__INSTRUCTIONS FOR THE TASK__. Of the material below, the lines to be retyped are those from the line containing "Locate the black and" through the line containing "Locate the purple", inclusive; reproduce them exactly.

((

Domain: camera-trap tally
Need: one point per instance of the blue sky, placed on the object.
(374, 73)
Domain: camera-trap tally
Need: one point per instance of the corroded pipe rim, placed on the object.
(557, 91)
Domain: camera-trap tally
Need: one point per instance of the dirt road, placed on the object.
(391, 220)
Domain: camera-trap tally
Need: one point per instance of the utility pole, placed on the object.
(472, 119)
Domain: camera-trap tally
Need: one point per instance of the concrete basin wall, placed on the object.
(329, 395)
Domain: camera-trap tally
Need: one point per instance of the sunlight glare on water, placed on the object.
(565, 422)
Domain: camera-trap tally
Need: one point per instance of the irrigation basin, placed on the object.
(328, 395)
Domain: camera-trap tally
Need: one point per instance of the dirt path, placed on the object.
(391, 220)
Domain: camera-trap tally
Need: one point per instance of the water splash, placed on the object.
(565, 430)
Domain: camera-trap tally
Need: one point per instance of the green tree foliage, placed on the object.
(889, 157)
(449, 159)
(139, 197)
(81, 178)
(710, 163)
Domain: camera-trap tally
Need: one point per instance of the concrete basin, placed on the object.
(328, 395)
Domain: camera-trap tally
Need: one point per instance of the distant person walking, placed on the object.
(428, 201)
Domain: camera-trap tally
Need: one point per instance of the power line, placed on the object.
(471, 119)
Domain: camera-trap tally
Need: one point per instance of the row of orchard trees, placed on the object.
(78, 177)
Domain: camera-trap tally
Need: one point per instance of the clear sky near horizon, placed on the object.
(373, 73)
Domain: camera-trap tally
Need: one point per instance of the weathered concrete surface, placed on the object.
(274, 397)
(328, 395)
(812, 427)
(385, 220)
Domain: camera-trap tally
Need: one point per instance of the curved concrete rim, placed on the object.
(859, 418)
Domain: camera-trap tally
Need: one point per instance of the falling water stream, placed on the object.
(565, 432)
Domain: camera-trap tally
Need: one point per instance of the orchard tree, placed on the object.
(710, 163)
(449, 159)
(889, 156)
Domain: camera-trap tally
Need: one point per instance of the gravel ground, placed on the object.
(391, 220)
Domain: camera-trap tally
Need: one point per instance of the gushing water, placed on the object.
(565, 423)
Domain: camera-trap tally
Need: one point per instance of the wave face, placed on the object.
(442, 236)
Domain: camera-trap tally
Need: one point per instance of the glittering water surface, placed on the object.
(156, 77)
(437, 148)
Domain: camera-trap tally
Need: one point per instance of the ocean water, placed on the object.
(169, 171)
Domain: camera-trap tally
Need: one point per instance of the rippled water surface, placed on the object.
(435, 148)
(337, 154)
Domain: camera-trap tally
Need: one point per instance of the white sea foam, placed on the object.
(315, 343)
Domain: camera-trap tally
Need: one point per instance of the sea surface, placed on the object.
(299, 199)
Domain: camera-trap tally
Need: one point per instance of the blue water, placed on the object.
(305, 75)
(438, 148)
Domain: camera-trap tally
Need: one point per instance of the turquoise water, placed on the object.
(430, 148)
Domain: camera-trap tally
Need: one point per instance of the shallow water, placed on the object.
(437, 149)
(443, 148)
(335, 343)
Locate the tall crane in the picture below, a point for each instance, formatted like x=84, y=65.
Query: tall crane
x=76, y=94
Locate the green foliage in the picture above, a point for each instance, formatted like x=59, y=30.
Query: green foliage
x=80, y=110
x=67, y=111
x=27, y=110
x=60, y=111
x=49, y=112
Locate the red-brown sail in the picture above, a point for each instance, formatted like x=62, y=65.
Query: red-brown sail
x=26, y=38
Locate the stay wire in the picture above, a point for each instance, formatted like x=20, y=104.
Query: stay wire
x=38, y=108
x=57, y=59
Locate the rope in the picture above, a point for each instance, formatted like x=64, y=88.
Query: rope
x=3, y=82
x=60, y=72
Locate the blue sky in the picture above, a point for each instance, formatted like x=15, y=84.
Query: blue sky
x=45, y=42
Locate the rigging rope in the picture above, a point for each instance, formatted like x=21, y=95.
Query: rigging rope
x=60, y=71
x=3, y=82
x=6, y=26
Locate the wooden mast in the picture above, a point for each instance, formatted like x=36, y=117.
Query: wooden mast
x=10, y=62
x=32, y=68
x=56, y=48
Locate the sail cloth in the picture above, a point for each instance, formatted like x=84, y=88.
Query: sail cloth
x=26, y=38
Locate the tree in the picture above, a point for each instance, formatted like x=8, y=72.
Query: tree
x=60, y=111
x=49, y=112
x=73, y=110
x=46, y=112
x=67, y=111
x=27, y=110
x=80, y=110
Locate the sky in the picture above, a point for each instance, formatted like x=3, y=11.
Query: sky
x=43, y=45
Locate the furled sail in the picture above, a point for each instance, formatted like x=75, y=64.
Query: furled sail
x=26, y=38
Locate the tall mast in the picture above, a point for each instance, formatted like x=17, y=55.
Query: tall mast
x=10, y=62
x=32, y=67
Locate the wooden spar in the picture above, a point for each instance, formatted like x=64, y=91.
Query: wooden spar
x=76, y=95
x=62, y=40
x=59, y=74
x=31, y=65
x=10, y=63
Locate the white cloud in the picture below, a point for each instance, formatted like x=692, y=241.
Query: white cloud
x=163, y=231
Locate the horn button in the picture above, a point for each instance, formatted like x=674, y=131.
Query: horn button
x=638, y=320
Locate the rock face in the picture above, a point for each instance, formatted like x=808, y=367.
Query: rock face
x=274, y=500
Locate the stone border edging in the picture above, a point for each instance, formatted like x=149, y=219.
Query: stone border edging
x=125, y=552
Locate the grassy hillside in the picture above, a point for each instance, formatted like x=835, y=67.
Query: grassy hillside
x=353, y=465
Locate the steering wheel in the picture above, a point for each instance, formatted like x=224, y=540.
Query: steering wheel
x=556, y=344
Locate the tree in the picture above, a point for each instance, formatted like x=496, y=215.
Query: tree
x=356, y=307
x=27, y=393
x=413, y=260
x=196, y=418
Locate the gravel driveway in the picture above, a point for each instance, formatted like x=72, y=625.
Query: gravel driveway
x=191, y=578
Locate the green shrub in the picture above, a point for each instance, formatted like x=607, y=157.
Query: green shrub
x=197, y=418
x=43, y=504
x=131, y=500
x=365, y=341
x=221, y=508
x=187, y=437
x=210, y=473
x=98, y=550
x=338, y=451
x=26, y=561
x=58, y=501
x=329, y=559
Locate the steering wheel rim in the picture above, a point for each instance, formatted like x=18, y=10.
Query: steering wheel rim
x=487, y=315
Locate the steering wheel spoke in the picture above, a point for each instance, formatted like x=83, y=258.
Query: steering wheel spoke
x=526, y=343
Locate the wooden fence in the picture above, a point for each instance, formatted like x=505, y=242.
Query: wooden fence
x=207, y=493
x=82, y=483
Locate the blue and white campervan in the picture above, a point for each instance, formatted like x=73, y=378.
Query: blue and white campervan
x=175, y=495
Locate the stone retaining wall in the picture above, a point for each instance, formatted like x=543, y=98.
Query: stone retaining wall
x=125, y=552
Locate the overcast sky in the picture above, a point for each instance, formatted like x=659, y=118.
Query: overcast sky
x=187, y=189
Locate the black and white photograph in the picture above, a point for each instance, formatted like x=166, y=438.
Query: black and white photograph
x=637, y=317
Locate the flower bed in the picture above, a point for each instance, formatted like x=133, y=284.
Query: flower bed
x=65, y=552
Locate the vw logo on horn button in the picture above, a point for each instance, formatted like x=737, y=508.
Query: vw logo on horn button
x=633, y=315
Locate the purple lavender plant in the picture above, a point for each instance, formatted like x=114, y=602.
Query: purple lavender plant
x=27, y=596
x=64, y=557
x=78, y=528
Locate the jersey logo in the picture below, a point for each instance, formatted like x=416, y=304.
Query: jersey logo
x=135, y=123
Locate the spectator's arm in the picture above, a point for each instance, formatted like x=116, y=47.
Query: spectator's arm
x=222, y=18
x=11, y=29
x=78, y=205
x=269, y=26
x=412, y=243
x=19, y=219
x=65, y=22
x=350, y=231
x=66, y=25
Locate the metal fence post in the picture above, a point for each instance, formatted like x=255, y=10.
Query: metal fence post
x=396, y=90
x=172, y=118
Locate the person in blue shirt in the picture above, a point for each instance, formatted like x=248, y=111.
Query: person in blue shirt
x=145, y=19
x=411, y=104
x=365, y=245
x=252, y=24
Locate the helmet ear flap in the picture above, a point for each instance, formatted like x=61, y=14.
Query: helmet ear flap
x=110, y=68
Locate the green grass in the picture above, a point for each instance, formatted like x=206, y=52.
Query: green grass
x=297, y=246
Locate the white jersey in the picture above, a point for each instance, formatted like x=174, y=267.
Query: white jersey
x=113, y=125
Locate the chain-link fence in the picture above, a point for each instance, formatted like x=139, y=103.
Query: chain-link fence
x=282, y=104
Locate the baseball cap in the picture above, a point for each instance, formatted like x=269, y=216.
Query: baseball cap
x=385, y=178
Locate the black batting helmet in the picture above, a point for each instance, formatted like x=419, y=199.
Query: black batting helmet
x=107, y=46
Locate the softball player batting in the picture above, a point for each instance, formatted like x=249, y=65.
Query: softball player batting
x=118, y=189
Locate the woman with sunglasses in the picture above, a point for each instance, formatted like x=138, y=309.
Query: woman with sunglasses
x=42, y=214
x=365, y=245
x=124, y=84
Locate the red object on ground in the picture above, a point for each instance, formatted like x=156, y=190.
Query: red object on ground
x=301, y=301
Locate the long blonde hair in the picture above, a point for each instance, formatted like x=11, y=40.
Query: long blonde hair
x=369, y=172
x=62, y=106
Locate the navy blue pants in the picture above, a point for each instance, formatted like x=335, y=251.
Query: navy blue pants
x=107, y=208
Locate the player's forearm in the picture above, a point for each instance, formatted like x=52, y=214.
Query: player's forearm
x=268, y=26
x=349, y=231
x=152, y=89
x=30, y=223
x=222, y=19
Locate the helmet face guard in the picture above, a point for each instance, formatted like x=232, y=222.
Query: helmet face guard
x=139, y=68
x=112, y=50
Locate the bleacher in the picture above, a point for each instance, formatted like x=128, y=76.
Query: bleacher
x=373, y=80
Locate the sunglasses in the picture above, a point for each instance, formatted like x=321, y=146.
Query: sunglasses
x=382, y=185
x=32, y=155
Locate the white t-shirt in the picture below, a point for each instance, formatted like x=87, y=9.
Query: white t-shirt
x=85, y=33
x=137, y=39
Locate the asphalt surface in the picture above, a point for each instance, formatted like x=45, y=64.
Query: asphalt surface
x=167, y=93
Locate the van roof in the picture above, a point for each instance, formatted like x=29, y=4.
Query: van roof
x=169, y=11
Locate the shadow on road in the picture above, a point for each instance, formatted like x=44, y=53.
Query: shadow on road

))

__ANSWER SECTION__.
Locate the black and white photograph in the picture above, a point for each instance, formatted like x=166, y=438.
Query: black and white photograph
x=637, y=317
Locate the flower bed in the picture above, a point for each instance, formatted like x=133, y=284.
Query: flower bed
x=65, y=552
Locate the vw logo on horn button in the picture above, a point for each instance, formatted like x=737, y=508.
Query: vw logo on horn button
x=633, y=315
Locate the purple lavender plant in the picture above, a point for each instance, formatted like x=114, y=602.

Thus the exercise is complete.